Reproduce every one of the following lines verbatim, keeping their order, wording, and punctuation unchanged.

_Material supplied_
_ _ _ _ _ _ _

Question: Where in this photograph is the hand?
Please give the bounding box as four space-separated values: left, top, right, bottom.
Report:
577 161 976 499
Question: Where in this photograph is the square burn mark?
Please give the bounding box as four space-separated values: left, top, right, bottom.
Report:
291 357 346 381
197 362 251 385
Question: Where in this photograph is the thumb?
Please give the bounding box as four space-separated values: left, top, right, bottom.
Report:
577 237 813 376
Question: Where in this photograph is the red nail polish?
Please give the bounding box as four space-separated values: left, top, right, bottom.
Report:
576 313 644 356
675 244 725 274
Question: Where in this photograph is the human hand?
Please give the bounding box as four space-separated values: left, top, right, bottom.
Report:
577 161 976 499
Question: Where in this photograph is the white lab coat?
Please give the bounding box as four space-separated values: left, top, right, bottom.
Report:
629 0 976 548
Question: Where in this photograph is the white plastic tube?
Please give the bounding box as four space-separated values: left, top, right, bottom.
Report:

_ _ _ _ _ _ _

_Expected output_
Question: Where in this photograph is the hand?
Please give the bounding box as four space-separated values: left, top, right, bottom.
Report:
577 161 976 499
Question: Where in this photograph is the square burn mark?
Please give the bounding box as four space-separated values: left, top, right, bottom.
Report:
291 357 346 381
197 362 251 385
Question: Where in this photograph is the thumb?
Please give the bounding box as four space-separated values: left, top, right, bottom.
Report:
577 237 813 376
Question: Where in this photograph is the red nail polish?
Please give the bounding box as four space-separated values: left, top, right, bottom.
Report:
576 313 644 356
675 244 725 274
Question: Where in this photograph is the human hand?
Please give the bounding box as four space-separated values: left, top, right, bottom.
Report:
577 161 976 499
Question: Where in this photograph is the white lab coat?
Please give the bounding box as four space-separated values: left, top, right, bottom.
Report:
629 0 976 548
Question: Where in this photograph is the white plastic tube?
Please give the bounding box as four space-separated values: left, top, right, bottom.
Report:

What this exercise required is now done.